• **Exercise brief**: Reformat the lines from the one containing "microphone head in the photo above." through the end of the items, inclusive, as a numbered list, omitting any blank lines.
··· Dataset records
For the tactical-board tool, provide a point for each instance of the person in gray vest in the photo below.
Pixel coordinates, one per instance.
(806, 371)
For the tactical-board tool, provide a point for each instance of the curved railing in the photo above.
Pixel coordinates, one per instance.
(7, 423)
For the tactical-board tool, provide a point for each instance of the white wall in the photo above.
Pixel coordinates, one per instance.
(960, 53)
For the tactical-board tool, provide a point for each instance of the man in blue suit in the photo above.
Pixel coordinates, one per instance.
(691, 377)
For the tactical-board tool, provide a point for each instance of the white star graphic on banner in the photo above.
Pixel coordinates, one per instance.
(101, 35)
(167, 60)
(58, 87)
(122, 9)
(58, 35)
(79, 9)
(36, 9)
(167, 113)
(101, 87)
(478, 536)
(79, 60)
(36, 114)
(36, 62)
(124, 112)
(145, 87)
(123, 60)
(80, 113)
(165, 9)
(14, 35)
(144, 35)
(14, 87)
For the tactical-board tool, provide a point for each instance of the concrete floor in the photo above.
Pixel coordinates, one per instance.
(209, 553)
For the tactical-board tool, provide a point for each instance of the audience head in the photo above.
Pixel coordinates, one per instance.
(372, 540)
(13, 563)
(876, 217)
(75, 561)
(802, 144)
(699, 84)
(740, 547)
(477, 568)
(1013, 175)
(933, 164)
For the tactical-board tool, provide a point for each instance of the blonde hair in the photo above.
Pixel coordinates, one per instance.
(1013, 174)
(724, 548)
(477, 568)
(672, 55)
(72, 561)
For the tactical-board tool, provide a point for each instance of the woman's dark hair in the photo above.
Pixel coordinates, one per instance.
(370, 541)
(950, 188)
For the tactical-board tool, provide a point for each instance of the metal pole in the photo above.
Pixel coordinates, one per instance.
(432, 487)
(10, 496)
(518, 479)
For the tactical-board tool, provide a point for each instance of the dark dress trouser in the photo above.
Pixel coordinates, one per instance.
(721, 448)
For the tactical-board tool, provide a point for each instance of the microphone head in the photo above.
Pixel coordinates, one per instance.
······
• **Answer for the task**:
1. For the tactical-board tool, provide a point for each instance of the microphone head in the photo above.
2. Pixel coordinates, one per instance.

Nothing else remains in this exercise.